Entries taken from a collection
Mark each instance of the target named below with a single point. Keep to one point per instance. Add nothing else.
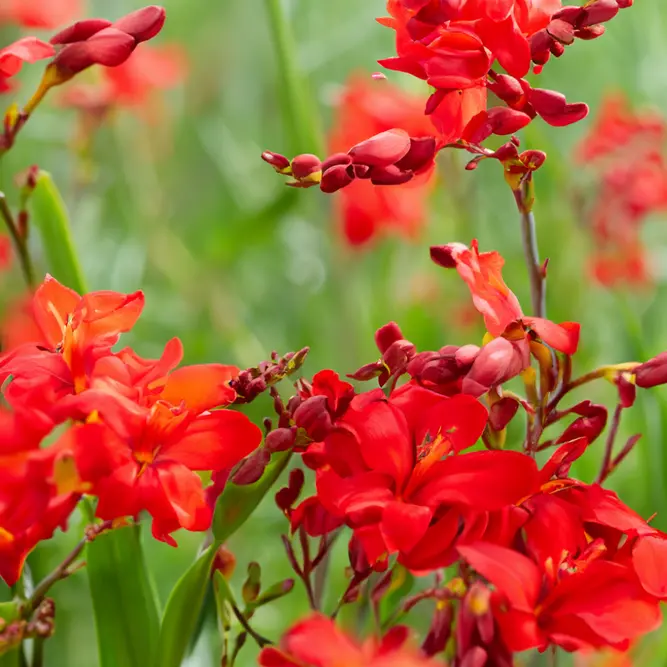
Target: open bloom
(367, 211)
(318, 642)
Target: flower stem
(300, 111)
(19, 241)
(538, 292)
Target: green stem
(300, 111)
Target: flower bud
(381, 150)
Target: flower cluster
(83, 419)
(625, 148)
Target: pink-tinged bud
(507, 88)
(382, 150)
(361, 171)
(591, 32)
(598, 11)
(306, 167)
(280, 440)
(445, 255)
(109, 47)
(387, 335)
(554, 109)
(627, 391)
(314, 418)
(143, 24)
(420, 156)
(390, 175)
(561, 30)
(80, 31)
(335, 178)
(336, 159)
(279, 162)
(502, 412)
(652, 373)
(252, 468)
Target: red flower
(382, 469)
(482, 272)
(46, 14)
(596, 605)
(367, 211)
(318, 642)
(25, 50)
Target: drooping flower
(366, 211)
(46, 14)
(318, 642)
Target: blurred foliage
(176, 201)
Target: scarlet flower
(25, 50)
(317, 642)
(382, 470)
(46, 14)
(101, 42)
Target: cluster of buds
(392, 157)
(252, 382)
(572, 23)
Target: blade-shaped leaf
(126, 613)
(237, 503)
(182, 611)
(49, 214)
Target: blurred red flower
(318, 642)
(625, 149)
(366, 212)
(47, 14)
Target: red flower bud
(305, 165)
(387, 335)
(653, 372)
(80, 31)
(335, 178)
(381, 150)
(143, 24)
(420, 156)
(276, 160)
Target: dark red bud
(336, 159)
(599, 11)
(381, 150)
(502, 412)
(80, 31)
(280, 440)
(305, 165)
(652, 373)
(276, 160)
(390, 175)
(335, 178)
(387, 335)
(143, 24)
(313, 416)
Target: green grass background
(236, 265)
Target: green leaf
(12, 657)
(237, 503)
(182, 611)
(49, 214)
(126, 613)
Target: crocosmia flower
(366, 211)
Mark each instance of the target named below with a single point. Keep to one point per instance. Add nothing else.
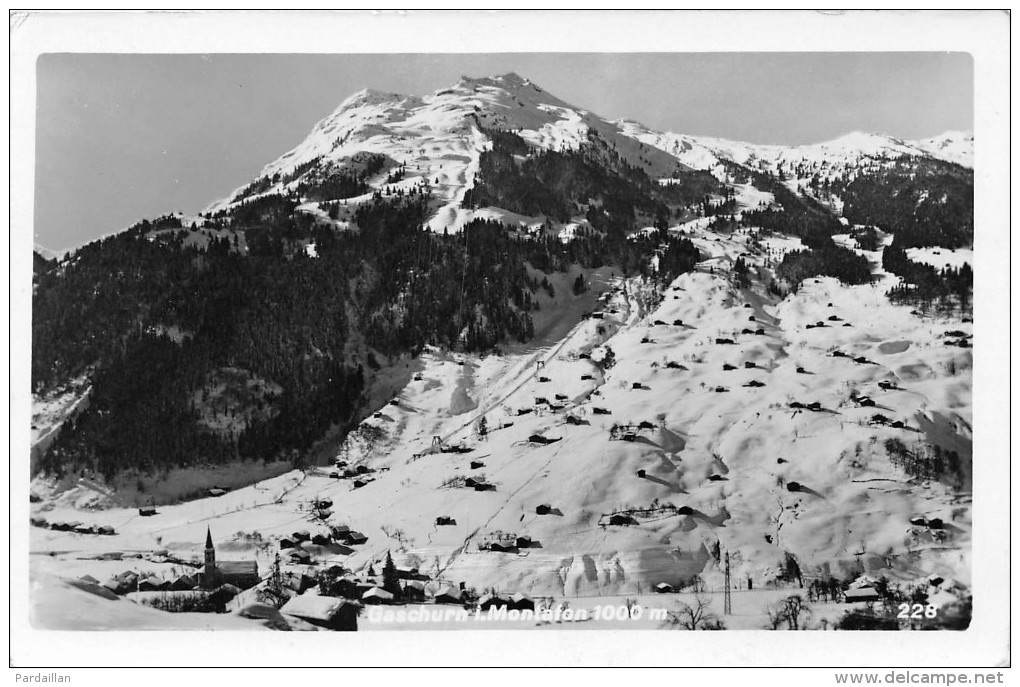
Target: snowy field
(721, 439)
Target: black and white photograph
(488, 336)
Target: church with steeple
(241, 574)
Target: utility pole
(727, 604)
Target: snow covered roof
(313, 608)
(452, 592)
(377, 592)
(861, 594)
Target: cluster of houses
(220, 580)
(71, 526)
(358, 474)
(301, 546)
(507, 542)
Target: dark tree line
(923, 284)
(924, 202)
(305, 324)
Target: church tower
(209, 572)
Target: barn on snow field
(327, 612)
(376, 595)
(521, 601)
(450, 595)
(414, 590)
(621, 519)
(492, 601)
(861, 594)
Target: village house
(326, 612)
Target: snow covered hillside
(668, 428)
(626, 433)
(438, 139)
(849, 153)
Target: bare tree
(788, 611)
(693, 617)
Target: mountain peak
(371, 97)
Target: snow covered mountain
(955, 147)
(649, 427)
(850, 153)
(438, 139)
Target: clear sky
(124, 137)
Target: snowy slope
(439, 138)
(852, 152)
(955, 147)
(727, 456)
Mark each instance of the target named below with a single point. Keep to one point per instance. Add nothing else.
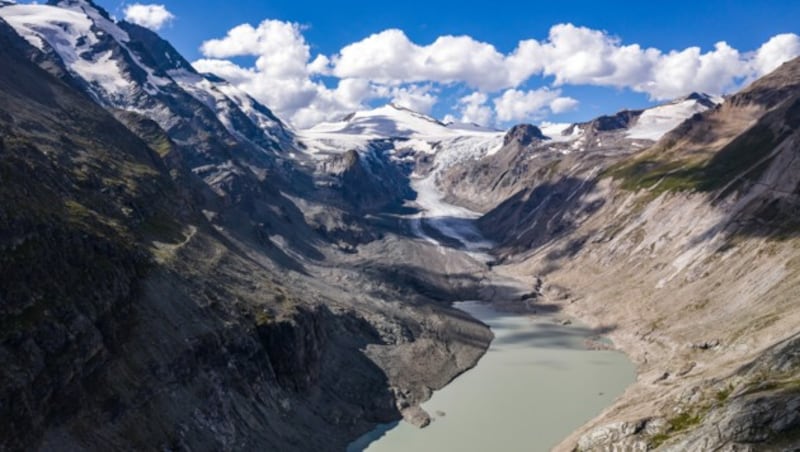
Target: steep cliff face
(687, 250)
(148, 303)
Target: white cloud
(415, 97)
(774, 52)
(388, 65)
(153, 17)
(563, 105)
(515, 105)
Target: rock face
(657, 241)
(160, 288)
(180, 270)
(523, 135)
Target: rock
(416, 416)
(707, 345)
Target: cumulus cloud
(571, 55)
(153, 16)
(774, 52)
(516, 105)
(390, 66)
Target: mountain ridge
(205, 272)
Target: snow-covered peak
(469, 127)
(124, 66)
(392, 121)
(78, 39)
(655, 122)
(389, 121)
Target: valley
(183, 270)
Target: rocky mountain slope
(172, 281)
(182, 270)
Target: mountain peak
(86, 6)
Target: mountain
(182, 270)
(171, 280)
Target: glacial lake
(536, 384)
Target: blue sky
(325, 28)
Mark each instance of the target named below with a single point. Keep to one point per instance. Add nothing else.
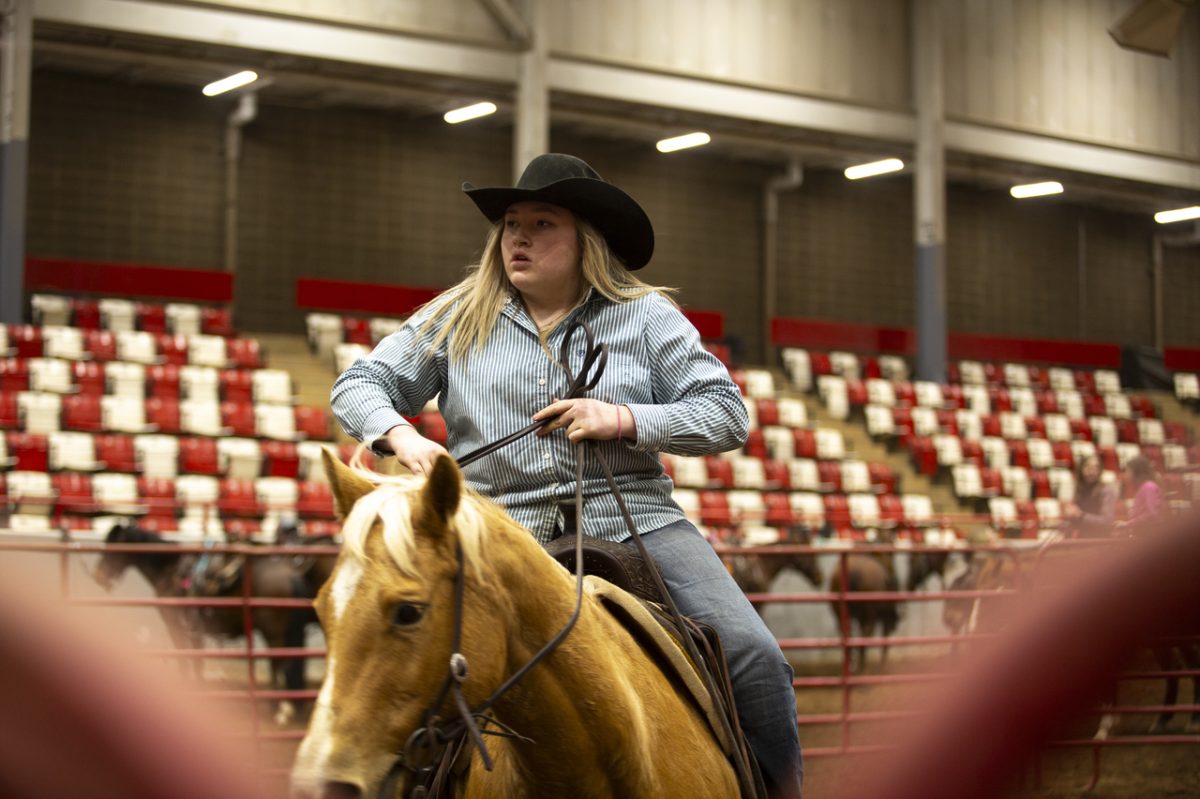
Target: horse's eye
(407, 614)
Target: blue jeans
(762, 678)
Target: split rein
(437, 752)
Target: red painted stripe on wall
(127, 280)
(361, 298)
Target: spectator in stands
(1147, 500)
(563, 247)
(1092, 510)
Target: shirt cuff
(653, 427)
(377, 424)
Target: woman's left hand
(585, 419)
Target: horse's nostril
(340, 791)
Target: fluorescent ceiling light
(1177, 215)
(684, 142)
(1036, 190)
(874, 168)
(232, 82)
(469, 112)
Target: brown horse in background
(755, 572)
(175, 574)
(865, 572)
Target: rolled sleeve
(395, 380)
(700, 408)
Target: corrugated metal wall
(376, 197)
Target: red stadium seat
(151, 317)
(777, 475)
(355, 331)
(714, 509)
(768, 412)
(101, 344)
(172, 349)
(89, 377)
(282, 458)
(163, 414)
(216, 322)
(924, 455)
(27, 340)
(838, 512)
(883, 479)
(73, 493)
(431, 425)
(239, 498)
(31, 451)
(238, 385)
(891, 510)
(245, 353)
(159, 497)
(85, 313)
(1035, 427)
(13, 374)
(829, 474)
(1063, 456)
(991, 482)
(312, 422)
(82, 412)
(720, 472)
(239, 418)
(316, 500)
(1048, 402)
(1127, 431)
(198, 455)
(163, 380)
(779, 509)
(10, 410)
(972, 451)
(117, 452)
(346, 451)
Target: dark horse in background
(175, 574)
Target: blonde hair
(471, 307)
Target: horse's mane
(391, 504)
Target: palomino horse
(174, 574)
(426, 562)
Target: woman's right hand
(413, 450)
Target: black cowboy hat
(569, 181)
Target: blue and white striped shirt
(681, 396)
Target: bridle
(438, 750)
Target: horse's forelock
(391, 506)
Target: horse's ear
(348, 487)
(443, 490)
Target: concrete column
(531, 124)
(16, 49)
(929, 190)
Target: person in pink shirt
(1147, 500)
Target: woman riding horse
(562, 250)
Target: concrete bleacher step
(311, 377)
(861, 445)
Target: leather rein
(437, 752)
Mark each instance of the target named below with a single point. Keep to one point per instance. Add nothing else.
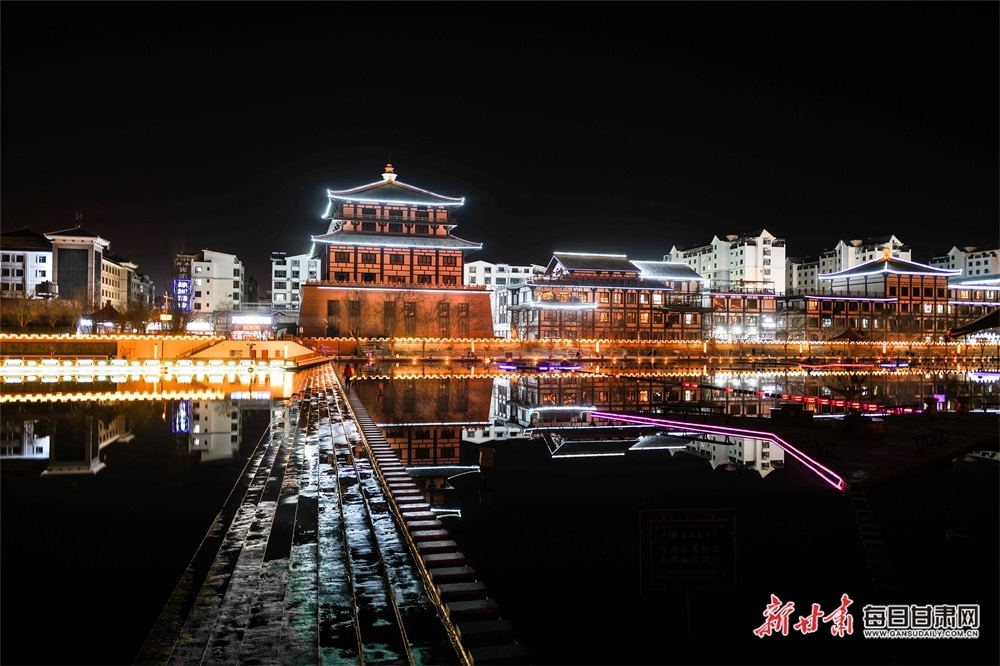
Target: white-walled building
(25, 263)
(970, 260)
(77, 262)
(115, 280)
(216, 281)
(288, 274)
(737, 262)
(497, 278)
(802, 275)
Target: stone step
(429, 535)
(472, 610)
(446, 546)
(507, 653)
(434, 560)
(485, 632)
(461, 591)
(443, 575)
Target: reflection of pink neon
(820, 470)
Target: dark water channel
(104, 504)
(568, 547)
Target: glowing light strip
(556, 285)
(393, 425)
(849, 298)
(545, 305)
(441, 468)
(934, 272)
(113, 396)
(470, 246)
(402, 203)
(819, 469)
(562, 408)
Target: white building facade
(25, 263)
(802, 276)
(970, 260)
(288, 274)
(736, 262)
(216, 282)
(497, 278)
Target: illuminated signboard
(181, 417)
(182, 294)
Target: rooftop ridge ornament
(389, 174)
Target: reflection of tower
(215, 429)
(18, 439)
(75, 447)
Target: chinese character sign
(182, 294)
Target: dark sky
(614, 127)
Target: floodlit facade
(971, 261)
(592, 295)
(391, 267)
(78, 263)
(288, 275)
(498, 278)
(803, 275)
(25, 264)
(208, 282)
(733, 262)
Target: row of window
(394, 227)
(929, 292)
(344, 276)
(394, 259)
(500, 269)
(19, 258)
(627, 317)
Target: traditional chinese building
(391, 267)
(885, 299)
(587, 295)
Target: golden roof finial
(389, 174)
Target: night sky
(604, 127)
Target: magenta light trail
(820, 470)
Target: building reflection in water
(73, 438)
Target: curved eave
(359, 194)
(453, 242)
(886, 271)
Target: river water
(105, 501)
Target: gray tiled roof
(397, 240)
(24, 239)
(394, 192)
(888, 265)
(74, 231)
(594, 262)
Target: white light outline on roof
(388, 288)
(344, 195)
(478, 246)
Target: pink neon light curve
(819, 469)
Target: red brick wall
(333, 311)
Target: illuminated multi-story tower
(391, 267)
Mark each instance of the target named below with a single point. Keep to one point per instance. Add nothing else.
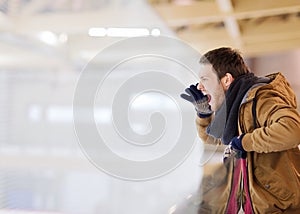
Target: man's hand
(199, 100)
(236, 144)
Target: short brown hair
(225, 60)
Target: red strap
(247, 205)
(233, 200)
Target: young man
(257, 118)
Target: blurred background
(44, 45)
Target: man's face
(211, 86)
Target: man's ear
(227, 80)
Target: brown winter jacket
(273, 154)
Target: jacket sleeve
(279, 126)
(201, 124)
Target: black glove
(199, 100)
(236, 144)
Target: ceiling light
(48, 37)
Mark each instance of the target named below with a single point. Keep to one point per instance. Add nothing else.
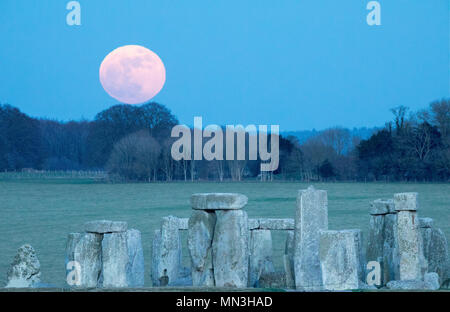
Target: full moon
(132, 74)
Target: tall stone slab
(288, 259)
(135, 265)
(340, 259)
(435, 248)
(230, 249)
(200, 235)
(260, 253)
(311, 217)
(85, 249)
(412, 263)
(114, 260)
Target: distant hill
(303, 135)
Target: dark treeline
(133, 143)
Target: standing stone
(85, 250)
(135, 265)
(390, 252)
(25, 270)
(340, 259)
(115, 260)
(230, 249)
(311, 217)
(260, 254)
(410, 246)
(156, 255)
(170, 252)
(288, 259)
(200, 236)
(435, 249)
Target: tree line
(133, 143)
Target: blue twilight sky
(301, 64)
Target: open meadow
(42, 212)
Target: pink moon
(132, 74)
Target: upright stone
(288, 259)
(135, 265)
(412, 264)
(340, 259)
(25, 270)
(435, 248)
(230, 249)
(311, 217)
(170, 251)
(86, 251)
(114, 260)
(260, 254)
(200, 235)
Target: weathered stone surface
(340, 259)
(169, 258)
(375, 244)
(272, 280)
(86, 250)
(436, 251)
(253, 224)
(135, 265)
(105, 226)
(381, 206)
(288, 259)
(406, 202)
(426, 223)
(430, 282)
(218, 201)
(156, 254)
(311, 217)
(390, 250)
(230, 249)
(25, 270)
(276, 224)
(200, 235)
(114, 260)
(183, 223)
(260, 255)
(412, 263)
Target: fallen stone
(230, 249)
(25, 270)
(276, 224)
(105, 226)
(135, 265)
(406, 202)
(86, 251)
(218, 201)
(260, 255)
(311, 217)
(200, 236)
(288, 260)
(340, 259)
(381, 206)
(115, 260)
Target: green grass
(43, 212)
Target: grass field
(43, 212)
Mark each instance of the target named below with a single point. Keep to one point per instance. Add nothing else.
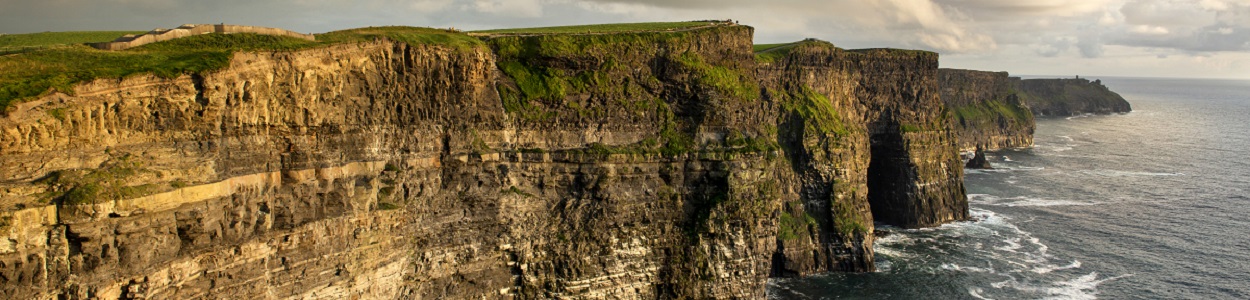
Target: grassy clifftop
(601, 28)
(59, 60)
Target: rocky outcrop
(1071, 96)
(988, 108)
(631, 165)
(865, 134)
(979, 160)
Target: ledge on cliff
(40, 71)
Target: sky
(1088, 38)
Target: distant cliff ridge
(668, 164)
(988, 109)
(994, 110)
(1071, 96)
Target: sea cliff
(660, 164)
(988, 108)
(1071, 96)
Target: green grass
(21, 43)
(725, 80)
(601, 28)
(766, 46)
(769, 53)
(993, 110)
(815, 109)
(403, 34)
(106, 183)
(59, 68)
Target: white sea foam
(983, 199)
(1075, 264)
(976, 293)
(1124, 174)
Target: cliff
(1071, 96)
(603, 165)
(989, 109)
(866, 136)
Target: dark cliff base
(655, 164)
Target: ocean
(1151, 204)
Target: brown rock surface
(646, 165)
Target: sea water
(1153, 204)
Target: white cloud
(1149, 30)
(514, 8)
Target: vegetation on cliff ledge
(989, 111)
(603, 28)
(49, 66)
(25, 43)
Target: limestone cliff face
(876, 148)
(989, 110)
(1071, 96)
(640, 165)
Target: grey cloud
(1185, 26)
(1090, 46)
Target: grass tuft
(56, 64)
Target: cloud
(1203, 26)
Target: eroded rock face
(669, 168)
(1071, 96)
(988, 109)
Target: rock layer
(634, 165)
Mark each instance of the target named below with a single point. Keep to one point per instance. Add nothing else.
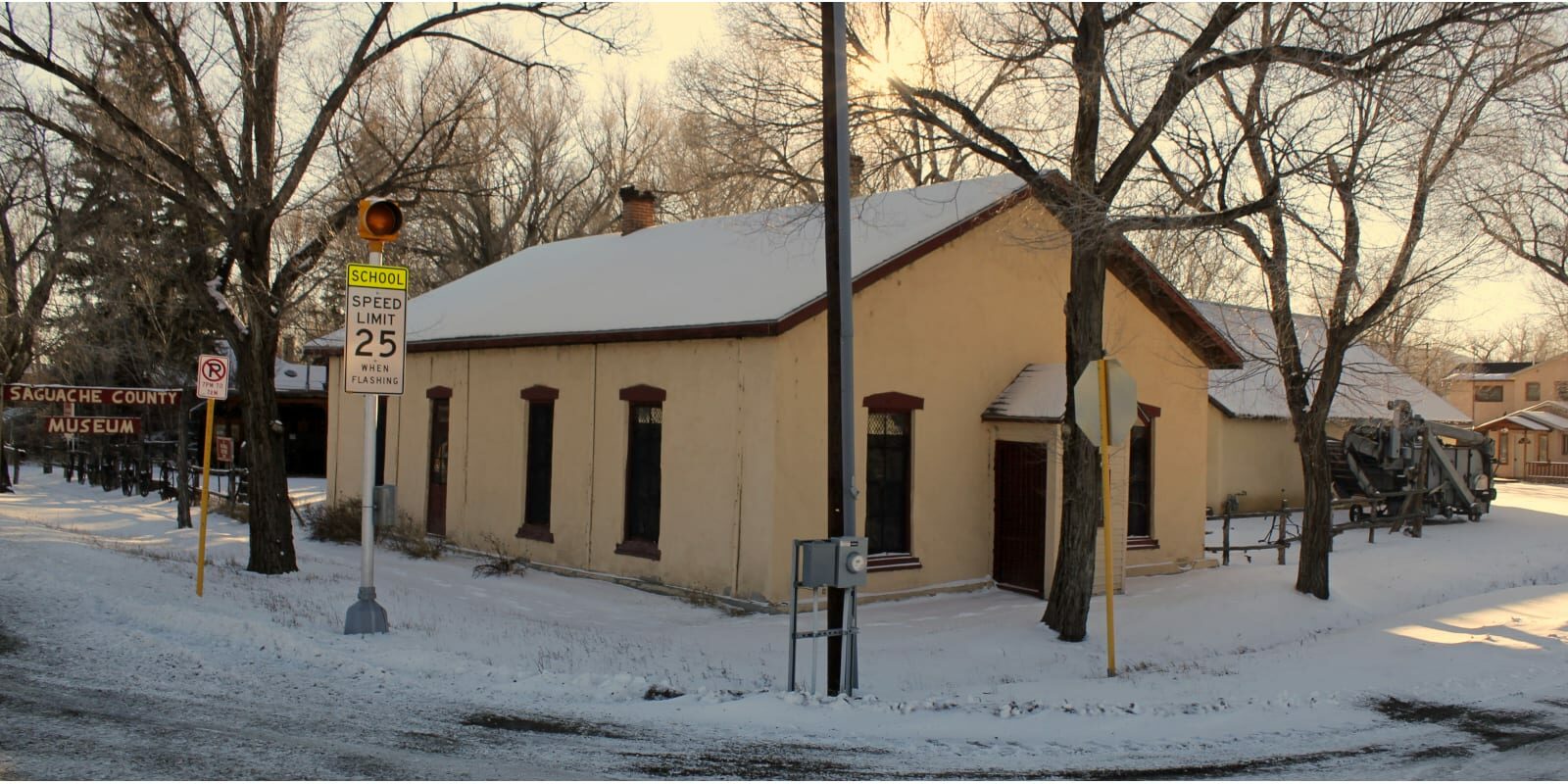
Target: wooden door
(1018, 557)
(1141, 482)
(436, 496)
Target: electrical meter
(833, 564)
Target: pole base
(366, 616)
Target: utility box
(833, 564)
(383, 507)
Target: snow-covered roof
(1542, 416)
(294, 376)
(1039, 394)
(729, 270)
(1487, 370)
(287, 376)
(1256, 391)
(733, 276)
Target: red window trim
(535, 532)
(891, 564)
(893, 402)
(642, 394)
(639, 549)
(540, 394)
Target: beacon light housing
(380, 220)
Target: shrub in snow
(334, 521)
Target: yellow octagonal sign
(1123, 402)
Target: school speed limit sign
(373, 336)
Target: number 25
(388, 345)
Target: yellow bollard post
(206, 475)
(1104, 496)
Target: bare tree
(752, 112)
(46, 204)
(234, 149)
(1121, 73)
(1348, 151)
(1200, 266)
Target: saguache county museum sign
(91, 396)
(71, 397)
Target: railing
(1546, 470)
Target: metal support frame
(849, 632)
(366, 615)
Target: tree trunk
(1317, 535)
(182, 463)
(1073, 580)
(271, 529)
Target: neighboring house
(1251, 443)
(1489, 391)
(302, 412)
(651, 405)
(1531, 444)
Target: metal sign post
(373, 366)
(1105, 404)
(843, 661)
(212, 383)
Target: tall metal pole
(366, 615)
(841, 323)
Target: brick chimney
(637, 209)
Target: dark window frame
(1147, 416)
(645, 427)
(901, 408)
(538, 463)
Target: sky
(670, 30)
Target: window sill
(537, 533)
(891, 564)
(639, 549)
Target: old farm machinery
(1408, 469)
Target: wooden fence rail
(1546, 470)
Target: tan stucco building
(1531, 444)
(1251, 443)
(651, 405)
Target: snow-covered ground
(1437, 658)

**Exercise prompt:**
Starting at the line that contains "Target: red window trim", quote each remaining line of the entries above, unchanged.

**Result for this task:**
Target: red window trim
(535, 532)
(891, 564)
(893, 402)
(642, 394)
(639, 549)
(540, 394)
Target: beacon light housing
(380, 220)
Target: shrub in snow
(334, 521)
Target: yellow octagonal sign
(1123, 402)
Target: school speed limit sign
(373, 336)
Target: number 25
(388, 345)
Target: yellow bollard post
(206, 475)
(1104, 496)
Target: bare tree
(752, 112)
(46, 204)
(234, 149)
(1121, 73)
(1348, 151)
(1200, 266)
Target: saguache county museum sign
(91, 396)
(71, 397)
Target: railing
(1546, 470)
Target: metal support frame
(849, 632)
(366, 615)
Target: tree trunk
(1317, 535)
(182, 463)
(1073, 580)
(271, 529)
Target: neighboring house
(1251, 443)
(1489, 391)
(302, 412)
(651, 405)
(1531, 444)
Target: metal sign post
(373, 366)
(1105, 404)
(843, 661)
(212, 383)
Target: tall metal pole
(366, 615)
(841, 323)
Target: brick chimney
(637, 209)
Target: dark window frame
(1147, 416)
(645, 427)
(901, 408)
(538, 463)
Target: sky
(670, 30)
Target: window sill
(537, 533)
(891, 564)
(639, 549)
Target: old farm machinery
(1408, 469)
Target: wooden fence rail
(1546, 470)
Target: tan stucco building
(1531, 444)
(1251, 443)
(651, 405)
Target: snow-covered ground
(1437, 658)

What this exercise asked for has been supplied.